Count the lines in the records that contain the word "farmhouse", treating uppercase and lowercase as different. Give only the number.

** START ENTRIES **

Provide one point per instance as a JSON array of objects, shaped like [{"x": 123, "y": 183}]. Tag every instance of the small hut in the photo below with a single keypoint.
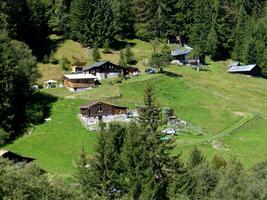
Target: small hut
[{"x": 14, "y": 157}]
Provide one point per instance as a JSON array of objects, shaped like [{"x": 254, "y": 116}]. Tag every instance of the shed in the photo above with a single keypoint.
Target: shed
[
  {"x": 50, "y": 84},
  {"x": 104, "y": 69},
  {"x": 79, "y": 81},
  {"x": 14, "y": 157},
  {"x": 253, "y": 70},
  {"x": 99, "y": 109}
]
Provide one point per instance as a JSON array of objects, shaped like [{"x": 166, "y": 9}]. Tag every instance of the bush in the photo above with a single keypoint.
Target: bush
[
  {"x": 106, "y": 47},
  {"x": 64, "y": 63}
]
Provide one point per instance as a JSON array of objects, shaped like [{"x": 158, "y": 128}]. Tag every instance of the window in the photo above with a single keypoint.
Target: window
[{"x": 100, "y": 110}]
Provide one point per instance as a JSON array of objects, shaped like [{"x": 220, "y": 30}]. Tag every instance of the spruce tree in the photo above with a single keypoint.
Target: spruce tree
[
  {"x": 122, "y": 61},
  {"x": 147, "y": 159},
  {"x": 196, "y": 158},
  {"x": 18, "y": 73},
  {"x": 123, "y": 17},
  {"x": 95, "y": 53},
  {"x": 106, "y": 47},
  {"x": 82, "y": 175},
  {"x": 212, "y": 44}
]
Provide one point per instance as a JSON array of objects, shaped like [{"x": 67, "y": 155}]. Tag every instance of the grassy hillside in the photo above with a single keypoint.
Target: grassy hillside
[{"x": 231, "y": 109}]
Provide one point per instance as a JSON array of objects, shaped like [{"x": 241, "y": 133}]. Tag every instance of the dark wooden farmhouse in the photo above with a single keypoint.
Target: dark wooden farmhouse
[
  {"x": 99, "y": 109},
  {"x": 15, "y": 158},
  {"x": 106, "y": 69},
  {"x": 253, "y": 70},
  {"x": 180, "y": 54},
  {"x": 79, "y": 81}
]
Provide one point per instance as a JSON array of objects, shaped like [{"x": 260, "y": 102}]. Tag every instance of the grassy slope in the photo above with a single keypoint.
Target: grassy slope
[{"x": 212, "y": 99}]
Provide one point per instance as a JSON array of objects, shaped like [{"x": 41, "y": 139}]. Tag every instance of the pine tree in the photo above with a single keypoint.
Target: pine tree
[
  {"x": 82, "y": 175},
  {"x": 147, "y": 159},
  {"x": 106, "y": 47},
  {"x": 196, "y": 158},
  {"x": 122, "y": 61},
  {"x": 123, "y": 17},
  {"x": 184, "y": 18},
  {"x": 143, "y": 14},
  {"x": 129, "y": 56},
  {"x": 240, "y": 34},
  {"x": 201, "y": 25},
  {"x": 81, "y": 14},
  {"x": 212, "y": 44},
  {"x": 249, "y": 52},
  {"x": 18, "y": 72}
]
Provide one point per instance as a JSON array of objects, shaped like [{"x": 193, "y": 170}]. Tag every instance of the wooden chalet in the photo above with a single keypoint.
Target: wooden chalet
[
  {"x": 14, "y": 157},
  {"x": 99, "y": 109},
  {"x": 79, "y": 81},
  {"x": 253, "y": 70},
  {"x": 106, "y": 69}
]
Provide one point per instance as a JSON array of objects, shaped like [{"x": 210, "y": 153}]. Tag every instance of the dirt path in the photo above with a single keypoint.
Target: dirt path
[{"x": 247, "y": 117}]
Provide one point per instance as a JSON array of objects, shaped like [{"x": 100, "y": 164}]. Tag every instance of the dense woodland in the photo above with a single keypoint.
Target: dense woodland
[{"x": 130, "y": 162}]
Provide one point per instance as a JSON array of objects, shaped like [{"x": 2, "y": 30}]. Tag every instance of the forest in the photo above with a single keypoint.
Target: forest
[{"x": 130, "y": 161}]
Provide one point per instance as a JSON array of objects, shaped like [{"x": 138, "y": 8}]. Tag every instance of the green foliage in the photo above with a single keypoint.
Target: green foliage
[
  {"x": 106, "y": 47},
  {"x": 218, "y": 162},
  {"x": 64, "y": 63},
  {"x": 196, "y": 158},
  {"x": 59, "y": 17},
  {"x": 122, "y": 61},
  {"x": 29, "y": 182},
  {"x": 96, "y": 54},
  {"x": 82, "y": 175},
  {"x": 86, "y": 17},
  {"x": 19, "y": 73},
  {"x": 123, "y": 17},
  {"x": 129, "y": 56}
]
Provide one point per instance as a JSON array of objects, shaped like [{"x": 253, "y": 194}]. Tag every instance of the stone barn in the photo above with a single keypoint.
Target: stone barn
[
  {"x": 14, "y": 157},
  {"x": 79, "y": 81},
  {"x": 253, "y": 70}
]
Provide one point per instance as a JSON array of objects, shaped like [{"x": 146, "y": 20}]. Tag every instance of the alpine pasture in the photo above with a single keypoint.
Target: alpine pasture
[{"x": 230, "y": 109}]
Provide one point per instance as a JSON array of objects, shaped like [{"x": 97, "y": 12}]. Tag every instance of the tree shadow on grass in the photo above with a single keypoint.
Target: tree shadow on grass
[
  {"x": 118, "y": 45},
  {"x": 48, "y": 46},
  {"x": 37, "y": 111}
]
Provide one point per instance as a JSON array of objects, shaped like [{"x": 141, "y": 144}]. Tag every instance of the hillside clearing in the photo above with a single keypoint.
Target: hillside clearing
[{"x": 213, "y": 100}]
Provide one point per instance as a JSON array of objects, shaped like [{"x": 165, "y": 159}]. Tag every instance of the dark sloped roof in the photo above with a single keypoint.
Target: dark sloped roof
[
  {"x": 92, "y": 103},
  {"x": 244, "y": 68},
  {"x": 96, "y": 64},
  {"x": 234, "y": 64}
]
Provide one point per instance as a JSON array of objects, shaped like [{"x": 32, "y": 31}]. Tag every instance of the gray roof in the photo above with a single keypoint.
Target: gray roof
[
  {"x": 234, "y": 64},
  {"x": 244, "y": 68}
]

** END ENTRIES **
** START ENTRIES **

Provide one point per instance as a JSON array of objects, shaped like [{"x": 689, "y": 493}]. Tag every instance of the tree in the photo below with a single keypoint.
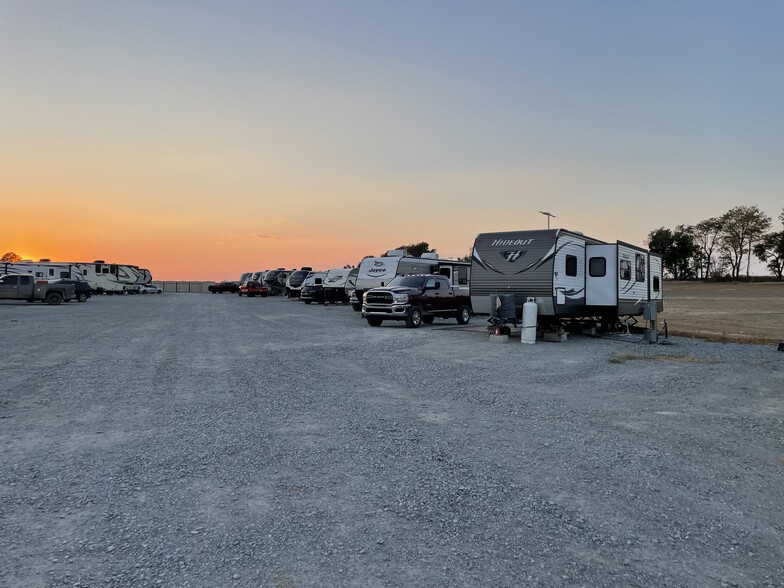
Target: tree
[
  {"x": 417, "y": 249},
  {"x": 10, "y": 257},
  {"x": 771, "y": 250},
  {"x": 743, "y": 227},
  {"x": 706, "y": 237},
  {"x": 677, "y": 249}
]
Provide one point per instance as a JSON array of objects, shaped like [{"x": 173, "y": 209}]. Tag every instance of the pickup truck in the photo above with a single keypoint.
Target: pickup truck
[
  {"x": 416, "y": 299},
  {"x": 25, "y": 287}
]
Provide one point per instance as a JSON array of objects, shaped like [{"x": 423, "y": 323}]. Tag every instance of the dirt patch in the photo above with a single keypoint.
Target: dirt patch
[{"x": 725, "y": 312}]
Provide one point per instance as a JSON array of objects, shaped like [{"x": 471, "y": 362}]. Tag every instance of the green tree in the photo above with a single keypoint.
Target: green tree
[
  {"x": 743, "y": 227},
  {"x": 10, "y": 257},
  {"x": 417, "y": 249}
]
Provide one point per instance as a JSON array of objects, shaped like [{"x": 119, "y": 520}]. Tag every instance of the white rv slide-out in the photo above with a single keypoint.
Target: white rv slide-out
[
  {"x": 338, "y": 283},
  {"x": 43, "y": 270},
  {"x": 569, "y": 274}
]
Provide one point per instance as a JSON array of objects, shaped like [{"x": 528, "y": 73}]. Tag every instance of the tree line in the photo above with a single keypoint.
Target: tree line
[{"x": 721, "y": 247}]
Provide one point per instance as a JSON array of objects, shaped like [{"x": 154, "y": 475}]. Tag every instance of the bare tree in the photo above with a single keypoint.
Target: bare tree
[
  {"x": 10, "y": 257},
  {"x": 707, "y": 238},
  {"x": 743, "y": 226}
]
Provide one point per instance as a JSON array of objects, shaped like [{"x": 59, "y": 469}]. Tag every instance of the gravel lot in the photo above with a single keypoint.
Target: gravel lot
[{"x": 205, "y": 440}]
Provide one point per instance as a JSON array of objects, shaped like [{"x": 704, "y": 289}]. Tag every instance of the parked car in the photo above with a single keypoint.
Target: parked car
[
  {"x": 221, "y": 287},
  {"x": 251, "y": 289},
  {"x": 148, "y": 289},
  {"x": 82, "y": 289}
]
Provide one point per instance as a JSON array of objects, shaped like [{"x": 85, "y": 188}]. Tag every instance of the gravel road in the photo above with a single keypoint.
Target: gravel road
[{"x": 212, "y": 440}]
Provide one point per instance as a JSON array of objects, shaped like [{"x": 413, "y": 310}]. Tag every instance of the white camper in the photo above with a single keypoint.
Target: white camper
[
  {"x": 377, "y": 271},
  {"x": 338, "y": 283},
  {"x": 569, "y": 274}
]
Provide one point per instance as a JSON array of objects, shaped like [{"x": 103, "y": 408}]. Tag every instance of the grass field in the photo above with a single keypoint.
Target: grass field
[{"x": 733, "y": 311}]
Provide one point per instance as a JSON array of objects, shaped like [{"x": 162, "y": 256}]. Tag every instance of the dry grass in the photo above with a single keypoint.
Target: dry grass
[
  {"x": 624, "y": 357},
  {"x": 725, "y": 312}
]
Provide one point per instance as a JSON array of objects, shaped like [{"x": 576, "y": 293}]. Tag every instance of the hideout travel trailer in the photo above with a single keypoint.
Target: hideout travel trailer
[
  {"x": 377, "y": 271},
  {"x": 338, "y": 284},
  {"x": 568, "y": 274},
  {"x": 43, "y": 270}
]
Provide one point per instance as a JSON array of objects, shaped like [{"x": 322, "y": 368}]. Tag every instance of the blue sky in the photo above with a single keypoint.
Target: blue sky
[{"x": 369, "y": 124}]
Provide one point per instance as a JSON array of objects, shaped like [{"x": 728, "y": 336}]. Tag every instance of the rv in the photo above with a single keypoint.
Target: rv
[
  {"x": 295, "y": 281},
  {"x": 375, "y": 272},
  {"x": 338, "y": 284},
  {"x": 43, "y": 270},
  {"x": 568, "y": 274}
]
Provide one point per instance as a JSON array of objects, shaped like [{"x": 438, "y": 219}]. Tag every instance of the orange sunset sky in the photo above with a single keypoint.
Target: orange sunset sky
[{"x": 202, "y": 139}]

** END ENTRIES **

SOLUTION FOR THIS TASK:
2